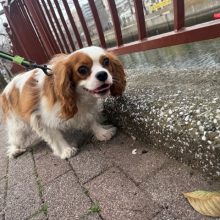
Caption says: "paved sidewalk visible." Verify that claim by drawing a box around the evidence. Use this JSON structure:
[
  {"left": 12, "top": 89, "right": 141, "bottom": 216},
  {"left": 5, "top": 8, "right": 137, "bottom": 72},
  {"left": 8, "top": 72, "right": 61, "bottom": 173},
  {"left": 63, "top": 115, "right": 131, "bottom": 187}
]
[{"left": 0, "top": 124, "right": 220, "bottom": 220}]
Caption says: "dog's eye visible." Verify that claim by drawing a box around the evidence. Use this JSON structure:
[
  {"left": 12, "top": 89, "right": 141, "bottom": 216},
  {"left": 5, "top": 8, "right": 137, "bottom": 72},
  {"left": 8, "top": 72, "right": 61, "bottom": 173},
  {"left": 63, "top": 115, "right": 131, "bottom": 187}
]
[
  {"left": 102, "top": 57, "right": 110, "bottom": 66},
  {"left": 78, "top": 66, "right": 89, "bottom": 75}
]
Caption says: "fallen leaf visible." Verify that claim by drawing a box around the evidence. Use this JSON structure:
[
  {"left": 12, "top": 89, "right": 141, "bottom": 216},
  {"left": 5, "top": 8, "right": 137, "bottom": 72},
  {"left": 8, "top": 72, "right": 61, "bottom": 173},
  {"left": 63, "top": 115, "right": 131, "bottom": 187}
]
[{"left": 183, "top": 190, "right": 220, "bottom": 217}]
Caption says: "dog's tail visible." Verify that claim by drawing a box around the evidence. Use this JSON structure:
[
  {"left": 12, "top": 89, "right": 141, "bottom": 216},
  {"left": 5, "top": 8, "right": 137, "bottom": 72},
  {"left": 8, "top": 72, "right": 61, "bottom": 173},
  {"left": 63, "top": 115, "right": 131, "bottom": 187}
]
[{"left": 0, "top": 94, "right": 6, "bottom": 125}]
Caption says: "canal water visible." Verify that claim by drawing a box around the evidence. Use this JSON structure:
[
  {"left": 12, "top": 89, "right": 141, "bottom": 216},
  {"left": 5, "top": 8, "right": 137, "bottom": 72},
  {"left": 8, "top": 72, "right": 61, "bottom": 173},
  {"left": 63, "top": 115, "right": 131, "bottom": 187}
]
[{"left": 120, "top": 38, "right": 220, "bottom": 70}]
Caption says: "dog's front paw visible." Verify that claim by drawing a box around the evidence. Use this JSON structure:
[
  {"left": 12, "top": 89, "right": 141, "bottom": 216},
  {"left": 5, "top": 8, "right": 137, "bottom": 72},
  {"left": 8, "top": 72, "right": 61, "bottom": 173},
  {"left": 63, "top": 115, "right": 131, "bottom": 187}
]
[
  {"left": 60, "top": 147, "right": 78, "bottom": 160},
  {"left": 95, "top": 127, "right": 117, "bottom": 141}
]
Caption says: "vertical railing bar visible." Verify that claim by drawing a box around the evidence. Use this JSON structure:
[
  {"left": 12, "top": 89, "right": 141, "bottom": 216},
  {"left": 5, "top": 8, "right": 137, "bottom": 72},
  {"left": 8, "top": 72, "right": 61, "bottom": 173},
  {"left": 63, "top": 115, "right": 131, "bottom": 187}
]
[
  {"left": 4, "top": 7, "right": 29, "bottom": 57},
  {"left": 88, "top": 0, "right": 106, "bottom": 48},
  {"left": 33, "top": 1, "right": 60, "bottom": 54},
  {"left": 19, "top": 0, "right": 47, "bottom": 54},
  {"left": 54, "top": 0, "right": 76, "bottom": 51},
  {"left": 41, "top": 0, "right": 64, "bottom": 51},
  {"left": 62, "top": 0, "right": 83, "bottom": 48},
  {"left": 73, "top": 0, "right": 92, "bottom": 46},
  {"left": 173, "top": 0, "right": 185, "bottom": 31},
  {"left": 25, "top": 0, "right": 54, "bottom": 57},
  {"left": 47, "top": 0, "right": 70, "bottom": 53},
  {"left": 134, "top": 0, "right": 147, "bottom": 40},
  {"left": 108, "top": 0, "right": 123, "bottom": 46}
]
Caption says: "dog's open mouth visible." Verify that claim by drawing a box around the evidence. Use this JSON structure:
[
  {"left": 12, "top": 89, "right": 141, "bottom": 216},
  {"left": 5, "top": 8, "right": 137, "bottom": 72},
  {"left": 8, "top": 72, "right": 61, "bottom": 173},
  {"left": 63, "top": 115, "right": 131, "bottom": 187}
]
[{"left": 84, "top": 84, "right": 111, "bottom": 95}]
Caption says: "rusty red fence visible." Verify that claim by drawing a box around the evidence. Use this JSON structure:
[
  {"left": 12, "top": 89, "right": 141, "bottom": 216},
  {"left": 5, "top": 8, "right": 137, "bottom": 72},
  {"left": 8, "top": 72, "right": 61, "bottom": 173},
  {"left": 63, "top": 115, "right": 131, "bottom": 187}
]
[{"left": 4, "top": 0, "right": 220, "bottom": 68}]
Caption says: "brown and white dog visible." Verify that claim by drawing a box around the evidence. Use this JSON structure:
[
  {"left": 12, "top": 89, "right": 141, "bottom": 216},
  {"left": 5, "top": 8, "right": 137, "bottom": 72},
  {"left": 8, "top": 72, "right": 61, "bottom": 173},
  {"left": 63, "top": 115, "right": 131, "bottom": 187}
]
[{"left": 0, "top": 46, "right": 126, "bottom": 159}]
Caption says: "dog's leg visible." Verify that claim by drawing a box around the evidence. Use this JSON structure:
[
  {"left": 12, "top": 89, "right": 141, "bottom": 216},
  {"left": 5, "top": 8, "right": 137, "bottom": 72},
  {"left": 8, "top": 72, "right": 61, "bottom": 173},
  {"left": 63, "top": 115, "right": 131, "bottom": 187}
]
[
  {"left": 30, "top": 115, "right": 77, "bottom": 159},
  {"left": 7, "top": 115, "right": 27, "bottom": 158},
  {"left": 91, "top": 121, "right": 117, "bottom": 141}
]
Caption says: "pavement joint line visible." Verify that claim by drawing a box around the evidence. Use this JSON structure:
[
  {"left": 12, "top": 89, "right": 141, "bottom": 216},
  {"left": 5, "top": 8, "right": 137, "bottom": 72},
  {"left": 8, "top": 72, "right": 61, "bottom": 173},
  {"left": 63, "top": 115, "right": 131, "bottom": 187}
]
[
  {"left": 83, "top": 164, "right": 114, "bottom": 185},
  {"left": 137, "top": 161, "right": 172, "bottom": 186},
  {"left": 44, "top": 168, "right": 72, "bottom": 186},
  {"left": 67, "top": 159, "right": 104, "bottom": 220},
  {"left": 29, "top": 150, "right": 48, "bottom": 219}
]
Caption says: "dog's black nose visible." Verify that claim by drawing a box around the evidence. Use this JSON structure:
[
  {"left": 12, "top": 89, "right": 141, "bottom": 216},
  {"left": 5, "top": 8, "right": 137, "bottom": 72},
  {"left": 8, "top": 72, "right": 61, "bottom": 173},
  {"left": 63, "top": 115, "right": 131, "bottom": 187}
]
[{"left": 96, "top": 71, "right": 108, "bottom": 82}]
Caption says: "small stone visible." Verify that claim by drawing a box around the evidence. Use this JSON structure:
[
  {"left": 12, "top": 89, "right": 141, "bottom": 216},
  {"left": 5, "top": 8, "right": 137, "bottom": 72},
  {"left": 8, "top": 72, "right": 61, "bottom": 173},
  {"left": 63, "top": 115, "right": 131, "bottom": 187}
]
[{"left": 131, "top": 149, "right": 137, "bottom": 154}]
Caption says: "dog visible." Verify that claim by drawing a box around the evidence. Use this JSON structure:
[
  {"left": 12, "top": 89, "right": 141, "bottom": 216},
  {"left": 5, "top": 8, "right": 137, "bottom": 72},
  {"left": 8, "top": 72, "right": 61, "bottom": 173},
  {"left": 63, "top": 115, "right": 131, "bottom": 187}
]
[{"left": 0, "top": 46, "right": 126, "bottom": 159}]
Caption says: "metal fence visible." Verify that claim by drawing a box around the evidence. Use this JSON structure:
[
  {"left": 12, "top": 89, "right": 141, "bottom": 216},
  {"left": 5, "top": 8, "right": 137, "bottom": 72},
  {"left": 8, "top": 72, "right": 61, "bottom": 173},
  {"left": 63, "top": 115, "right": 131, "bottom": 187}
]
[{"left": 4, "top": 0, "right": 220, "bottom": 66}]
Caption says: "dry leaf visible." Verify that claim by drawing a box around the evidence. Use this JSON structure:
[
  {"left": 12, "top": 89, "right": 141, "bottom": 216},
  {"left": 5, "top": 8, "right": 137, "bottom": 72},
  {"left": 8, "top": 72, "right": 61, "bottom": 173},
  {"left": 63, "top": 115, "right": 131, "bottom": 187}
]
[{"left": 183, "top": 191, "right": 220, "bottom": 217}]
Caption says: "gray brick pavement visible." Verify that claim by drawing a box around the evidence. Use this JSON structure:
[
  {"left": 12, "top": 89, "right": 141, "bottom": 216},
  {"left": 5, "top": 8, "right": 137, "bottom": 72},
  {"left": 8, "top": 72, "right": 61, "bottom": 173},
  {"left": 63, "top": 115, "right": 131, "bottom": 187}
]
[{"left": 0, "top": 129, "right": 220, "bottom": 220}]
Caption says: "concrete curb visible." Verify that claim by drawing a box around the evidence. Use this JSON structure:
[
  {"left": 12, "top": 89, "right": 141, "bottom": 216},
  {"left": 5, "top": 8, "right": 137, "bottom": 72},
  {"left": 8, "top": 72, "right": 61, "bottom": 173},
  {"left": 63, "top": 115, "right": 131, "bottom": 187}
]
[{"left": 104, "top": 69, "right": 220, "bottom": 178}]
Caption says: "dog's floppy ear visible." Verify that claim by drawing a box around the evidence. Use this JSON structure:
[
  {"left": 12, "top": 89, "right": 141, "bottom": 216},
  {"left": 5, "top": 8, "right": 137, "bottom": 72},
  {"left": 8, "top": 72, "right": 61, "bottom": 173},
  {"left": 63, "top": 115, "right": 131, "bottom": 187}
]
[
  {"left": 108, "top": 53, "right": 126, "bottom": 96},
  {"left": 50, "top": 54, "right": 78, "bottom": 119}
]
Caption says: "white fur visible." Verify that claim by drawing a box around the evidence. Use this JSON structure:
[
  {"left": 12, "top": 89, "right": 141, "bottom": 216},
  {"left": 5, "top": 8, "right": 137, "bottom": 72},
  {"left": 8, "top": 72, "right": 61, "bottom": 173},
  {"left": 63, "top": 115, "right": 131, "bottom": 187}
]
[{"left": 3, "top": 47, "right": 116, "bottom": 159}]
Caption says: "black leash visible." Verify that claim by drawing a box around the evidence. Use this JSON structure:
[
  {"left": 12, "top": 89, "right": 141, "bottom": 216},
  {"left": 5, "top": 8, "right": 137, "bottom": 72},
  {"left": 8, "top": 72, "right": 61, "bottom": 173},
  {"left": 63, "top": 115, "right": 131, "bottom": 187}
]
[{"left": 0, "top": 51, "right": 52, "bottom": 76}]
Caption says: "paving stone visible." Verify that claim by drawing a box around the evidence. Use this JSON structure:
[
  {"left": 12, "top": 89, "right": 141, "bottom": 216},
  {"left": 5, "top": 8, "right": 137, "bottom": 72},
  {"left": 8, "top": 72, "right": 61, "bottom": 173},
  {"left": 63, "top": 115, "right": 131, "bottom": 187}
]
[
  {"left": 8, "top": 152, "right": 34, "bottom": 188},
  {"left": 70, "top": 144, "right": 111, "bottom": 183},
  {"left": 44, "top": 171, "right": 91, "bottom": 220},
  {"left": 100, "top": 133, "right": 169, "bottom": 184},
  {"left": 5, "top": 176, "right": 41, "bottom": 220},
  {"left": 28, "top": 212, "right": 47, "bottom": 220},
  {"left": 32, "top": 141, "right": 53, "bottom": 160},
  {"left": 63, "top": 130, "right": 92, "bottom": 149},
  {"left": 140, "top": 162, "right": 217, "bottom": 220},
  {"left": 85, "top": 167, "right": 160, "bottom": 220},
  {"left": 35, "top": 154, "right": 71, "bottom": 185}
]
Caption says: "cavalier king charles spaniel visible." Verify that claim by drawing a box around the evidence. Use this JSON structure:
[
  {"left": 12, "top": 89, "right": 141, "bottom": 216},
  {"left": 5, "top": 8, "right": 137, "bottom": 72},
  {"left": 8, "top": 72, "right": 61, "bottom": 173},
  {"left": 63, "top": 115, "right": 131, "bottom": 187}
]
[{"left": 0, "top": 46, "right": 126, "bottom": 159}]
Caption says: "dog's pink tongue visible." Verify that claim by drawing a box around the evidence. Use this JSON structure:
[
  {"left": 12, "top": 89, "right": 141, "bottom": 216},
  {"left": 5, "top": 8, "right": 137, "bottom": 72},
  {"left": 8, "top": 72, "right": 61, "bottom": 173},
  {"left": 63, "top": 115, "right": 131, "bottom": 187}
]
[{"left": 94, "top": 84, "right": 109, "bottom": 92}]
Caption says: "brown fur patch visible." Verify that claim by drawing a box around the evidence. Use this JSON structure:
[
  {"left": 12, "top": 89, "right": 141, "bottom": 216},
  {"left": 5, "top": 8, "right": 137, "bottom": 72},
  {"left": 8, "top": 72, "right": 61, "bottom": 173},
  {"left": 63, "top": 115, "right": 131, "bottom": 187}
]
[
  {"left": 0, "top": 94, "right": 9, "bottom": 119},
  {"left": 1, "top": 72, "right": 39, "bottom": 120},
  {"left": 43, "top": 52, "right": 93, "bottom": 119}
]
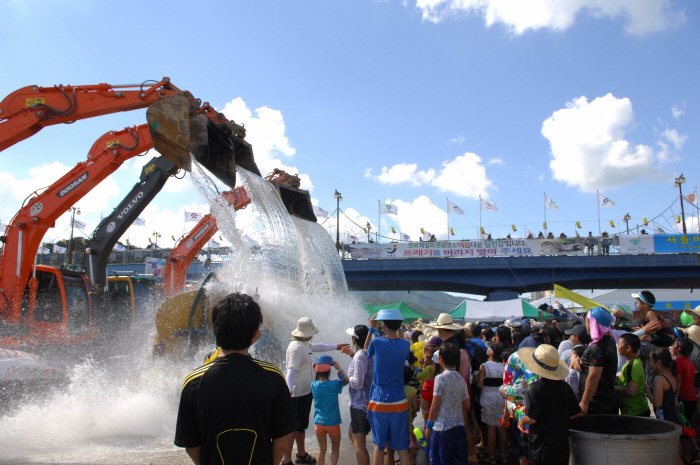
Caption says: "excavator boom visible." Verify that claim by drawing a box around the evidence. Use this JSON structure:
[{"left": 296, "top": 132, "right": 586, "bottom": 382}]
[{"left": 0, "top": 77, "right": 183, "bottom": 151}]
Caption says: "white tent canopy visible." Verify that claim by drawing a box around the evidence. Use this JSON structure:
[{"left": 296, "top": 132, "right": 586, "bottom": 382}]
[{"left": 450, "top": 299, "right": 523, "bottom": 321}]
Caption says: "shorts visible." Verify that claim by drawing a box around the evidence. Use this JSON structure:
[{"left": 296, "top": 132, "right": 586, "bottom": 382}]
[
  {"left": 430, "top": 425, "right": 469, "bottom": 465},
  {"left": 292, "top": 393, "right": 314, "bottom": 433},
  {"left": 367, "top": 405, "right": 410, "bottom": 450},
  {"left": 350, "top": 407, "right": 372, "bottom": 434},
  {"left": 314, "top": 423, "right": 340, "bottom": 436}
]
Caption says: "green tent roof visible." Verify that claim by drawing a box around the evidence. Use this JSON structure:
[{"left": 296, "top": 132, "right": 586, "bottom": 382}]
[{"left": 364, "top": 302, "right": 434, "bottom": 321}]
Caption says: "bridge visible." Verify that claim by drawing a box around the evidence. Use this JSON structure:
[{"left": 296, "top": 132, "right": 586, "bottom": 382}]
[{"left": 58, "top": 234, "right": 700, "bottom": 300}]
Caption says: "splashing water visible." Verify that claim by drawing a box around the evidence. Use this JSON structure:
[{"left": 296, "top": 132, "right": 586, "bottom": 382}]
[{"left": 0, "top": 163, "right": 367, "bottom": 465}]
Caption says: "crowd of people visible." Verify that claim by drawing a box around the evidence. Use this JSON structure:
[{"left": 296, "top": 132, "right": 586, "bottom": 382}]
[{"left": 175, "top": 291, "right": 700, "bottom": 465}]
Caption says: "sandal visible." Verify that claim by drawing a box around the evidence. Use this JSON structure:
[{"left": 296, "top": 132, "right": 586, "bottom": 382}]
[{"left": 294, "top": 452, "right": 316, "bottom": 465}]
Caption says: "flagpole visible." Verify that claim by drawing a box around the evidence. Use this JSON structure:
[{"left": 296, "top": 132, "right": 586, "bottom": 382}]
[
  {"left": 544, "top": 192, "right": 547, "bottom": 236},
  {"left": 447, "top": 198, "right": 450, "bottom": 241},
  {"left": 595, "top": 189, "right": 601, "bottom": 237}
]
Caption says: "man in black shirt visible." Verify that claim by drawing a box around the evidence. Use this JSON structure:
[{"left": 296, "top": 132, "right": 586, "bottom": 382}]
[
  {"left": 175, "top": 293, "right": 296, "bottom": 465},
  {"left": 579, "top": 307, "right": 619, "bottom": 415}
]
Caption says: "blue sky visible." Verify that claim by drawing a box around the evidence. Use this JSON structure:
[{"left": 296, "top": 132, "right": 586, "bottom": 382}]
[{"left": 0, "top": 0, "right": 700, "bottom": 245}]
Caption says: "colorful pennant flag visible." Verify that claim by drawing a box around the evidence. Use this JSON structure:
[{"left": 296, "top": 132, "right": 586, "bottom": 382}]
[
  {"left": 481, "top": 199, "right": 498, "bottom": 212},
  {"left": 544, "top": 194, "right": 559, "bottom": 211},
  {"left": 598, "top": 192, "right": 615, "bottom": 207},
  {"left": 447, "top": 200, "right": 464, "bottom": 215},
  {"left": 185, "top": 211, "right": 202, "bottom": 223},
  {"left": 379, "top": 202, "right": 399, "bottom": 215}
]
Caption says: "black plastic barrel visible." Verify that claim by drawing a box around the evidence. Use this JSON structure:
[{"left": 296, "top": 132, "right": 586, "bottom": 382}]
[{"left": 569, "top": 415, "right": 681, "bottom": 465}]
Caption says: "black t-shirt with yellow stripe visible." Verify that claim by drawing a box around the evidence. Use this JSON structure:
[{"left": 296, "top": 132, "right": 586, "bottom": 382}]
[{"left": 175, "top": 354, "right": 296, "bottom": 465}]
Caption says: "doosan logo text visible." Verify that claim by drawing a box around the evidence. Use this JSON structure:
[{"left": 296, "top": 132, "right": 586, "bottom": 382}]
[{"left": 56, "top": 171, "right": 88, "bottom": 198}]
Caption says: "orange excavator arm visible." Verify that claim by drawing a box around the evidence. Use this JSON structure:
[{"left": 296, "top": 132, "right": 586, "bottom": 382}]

━━━━━━

* **Directions**:
Repeat, exactly and only, the lines above from the one containing "t-shirt with yellow" through the end of the material.

* **Final result**:
Caption says: "black t-shirt with yellow stripe visible." Verify that claim by drawing a box around the evidence. Use this JSON structure:
[{"left": 296, "top": 132, "right": 586, "bottom": 382}]
[{"left": 175, "top": 354, "right": 296, "bottom": 465}]
Caption says: "doosan logo text visible." Verify that claim by drawing a box around the evidence. Use this JSON structure:
[{"left": 296, "top": 132, "right": 586, "bottom": 382}]
[{"left": 56, "top": 171, "right": 88, "bottom": 198}]
Caption says: "orange excavator arm visible." Verify that claim by drawing a box around the evidence. Use this JSON structure:
[{"left": 296, "top": 132, "right": 586, "bottom": 382}]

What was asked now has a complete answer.